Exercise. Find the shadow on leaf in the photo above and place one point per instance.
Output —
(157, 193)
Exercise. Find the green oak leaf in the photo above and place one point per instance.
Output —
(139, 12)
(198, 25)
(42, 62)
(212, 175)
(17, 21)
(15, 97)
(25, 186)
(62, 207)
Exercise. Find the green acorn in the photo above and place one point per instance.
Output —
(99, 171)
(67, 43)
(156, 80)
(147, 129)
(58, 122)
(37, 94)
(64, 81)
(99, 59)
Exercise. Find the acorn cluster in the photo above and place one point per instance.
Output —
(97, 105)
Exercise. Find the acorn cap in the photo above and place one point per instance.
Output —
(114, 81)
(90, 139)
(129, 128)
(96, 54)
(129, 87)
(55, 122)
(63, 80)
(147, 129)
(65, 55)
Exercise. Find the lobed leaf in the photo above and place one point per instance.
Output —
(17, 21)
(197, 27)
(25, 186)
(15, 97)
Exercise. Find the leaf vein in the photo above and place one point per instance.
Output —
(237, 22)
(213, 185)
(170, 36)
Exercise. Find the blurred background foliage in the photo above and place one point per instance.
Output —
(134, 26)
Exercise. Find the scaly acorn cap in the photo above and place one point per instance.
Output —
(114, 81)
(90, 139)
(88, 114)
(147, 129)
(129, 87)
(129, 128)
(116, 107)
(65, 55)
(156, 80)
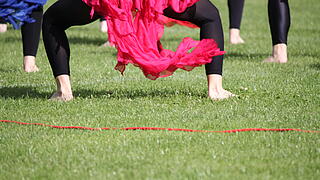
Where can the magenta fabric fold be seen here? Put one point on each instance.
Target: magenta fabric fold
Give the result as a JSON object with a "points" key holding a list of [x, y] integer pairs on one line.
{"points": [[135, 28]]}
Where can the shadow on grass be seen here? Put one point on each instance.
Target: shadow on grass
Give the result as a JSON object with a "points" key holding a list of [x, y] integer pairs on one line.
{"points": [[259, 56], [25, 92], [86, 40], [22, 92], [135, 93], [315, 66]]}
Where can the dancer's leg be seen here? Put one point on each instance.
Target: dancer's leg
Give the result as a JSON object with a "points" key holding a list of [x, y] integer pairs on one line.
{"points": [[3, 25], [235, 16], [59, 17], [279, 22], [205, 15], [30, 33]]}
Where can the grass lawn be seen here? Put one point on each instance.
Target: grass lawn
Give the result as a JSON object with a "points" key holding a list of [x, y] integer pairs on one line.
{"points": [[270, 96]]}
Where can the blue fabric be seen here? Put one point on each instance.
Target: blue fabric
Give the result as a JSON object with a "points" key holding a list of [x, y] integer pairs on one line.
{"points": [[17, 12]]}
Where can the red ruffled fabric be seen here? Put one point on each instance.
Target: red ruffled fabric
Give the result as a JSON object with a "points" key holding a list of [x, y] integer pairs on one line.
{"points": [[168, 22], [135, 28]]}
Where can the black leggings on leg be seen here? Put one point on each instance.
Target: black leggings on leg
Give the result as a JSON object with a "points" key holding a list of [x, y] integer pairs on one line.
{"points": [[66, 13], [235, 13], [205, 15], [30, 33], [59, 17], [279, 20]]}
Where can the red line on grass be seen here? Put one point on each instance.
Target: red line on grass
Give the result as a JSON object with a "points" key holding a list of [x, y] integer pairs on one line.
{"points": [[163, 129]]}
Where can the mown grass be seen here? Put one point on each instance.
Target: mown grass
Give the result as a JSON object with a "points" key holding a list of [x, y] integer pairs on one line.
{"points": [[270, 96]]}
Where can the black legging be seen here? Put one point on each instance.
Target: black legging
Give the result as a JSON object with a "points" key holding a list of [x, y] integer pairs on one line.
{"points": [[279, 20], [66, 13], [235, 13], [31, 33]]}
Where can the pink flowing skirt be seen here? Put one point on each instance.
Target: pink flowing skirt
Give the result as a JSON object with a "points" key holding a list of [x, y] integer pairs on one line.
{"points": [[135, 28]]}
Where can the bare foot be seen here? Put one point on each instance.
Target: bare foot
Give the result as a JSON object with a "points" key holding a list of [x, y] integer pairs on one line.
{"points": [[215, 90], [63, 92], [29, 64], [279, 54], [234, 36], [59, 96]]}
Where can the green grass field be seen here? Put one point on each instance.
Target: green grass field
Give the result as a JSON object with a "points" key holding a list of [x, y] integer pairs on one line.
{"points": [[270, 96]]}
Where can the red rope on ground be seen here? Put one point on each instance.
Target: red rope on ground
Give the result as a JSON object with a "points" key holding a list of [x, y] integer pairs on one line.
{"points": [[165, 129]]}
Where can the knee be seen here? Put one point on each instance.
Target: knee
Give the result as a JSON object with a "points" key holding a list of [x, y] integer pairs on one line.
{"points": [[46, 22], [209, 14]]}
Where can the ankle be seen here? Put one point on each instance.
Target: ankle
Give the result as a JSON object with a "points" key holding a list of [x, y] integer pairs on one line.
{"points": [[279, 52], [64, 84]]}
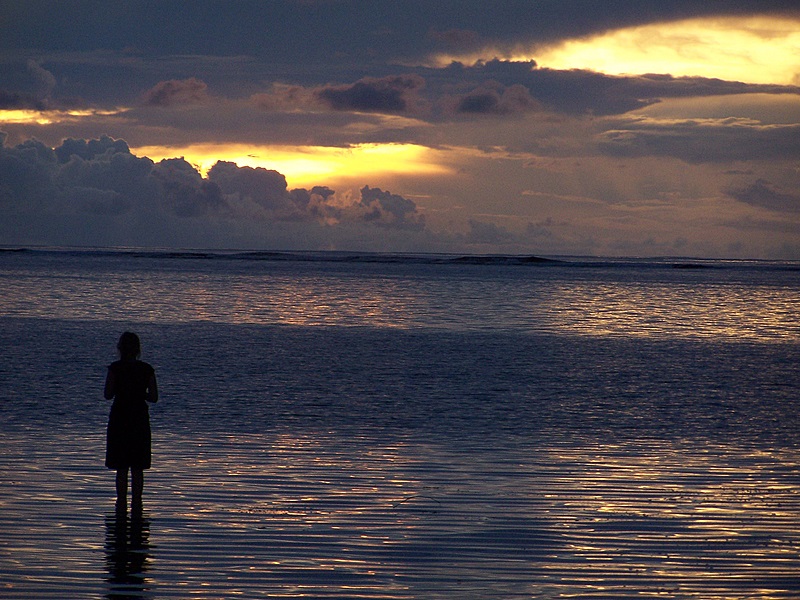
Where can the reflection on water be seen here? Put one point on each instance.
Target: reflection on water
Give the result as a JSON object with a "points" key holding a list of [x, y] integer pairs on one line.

++++++

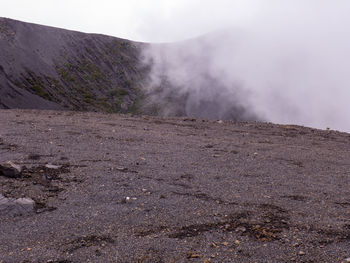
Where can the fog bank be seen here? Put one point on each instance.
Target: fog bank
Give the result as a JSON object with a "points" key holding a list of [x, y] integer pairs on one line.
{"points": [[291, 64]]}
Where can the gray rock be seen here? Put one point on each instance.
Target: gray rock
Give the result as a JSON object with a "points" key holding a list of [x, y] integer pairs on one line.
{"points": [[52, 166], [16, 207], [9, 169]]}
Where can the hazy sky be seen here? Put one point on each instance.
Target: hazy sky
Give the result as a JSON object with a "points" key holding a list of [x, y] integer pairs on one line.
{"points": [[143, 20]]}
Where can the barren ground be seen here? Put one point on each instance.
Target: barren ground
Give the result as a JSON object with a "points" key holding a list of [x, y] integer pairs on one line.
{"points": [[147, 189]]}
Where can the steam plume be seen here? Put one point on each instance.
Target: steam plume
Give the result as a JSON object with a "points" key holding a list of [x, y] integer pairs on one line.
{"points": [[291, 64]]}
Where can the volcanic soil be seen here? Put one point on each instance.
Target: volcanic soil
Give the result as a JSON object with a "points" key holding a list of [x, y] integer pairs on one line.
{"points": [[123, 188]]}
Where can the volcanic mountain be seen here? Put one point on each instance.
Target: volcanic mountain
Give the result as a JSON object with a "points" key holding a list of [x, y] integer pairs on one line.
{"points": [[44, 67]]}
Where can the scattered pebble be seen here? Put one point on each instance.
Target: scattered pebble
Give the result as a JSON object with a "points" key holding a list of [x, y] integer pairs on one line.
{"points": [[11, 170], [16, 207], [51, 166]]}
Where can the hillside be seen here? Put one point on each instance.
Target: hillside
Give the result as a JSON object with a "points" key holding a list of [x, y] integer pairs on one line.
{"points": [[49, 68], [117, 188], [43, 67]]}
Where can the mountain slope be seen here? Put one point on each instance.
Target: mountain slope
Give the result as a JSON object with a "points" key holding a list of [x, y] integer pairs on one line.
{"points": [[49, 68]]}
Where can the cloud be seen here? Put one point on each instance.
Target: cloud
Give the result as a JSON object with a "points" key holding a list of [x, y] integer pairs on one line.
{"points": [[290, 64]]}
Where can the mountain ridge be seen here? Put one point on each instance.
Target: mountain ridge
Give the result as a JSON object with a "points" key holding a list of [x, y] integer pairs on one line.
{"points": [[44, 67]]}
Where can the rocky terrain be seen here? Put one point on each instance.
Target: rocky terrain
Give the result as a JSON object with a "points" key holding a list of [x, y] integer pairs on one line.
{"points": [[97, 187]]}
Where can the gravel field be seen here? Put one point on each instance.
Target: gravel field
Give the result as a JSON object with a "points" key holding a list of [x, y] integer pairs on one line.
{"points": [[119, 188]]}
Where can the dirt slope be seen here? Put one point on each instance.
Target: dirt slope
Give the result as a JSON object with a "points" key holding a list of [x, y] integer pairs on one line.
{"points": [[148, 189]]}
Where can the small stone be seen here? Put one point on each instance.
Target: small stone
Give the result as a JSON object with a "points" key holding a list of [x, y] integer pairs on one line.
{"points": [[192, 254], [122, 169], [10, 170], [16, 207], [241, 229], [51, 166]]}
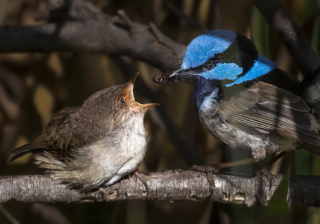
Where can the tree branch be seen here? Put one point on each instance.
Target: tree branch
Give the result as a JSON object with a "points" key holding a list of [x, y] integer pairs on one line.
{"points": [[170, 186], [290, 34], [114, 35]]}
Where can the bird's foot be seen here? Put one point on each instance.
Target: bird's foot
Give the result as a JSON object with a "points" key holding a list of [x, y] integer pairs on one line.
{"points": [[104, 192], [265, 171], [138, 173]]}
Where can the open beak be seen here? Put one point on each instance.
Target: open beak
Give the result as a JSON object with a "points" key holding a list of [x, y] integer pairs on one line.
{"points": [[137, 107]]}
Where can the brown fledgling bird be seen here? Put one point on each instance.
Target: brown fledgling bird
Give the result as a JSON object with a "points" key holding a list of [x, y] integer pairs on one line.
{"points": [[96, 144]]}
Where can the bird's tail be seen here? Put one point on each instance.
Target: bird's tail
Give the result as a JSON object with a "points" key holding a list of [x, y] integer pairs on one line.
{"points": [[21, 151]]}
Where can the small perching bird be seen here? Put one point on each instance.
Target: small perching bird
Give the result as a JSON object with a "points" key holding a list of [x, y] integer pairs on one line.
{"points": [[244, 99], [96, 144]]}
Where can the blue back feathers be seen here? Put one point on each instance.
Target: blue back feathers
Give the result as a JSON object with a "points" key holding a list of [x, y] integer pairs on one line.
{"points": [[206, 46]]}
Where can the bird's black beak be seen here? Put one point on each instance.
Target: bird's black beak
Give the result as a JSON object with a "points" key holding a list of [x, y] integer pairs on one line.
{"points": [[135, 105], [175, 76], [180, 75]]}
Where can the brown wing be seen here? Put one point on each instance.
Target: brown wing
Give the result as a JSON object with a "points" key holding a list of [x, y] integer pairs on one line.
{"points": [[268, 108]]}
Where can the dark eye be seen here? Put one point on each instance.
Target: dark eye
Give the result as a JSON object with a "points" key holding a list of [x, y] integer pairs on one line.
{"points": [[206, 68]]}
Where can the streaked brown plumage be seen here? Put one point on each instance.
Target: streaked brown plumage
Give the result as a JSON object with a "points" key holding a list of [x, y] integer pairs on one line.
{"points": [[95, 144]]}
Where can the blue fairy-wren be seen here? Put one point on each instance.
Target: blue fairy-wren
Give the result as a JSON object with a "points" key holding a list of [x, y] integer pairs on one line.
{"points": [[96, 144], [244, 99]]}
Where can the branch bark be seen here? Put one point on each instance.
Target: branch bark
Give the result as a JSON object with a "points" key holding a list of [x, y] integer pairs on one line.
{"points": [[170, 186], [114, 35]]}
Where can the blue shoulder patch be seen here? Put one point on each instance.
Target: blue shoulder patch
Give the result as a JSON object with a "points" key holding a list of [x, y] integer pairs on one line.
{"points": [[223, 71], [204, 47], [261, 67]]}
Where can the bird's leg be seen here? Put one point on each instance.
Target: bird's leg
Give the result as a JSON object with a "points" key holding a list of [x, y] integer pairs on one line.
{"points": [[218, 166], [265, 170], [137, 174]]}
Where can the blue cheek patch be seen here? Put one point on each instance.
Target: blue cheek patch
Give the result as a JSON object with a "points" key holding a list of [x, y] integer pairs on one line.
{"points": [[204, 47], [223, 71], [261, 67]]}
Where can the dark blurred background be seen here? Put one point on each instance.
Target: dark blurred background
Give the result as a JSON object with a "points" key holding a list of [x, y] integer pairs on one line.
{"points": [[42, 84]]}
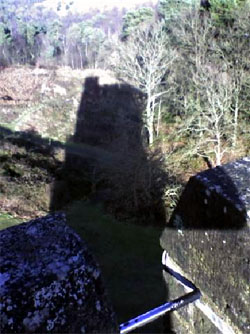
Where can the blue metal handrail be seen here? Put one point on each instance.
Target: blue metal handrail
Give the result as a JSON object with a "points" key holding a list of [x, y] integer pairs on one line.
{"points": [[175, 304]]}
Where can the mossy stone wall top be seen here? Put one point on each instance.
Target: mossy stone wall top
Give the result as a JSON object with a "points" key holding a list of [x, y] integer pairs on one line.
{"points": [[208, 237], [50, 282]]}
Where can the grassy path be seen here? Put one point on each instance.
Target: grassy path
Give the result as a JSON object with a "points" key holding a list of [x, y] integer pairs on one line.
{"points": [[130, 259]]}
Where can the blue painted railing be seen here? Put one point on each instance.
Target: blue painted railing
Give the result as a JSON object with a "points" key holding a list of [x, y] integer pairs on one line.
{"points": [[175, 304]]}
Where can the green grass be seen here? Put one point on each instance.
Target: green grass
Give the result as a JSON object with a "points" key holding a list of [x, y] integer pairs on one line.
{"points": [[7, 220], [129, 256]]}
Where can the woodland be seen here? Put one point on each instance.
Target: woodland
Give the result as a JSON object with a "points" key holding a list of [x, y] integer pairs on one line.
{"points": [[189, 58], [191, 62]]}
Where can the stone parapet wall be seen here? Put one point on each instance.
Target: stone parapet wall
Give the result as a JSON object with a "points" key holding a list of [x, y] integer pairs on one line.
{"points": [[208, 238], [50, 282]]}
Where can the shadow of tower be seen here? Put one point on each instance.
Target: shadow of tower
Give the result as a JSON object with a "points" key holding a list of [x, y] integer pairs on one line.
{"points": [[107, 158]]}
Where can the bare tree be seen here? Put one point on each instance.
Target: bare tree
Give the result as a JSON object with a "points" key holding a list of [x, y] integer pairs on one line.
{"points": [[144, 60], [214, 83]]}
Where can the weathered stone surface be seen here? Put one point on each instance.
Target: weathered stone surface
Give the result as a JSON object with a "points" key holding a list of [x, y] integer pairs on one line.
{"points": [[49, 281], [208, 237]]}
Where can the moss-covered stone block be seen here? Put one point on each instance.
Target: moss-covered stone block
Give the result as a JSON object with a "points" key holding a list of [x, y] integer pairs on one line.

++++++

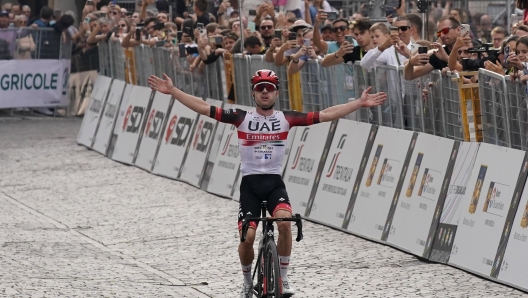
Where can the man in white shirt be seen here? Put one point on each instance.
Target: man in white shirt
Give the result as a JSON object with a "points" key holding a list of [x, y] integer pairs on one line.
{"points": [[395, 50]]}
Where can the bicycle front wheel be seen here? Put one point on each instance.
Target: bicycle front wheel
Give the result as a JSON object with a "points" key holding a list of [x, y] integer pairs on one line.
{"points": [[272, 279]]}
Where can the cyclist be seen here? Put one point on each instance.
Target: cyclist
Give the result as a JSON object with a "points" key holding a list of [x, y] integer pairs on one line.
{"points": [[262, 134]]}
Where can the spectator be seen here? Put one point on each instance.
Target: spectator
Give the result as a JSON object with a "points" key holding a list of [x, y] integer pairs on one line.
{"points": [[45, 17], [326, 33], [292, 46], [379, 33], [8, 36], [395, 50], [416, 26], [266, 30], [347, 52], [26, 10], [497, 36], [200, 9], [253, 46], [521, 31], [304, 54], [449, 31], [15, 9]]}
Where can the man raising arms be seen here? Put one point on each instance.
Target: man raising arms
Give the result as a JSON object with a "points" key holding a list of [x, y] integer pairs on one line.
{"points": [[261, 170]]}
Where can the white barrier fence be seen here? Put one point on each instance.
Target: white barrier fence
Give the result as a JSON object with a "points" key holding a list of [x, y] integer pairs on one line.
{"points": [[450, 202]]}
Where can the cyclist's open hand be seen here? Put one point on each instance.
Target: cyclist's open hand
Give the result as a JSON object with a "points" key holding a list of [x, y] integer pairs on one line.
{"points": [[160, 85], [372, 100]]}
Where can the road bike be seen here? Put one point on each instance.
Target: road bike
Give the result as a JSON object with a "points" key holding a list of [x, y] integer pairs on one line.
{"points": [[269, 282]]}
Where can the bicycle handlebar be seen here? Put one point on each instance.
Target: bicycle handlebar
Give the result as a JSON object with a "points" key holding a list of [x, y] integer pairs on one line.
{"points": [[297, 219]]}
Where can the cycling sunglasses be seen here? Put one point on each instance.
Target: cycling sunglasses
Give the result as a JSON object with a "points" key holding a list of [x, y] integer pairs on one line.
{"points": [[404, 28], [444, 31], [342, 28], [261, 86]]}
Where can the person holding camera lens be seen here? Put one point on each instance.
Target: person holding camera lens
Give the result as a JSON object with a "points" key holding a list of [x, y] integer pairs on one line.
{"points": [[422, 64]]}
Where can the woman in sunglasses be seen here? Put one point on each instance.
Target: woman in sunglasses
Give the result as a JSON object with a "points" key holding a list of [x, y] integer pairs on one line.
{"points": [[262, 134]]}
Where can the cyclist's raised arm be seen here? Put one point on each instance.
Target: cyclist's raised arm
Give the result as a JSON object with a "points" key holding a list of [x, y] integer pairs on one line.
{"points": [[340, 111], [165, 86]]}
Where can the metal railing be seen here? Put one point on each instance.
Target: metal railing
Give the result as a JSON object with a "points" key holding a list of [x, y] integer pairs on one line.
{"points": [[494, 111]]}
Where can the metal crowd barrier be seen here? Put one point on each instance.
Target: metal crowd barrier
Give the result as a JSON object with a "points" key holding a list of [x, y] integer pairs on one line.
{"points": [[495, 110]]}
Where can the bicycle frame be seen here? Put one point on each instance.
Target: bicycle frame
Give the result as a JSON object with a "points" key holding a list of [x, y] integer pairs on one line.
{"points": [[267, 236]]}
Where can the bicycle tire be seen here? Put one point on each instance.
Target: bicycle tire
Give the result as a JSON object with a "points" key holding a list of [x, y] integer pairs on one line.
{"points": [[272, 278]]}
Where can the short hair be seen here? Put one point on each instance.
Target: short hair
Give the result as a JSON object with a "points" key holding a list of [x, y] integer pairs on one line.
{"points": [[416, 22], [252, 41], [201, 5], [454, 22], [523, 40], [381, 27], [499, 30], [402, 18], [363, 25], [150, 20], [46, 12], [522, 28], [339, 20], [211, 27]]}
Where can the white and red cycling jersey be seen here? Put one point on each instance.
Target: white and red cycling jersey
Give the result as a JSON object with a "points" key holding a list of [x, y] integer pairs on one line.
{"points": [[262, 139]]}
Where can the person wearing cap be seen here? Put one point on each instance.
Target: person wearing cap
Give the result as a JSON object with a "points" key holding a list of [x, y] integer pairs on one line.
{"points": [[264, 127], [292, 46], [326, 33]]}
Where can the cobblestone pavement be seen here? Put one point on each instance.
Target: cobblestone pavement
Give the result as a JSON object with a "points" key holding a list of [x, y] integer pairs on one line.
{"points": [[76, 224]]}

++++++

▸ **WHAT TO DO**
Pick out each line of the records that contains the word "camera". Treat uppercase and lowercase as different.

▸ **THE RESPONSE**
Where can the person holding camera lens be seen here? Put one point on each instance.
Target: person holding camera lens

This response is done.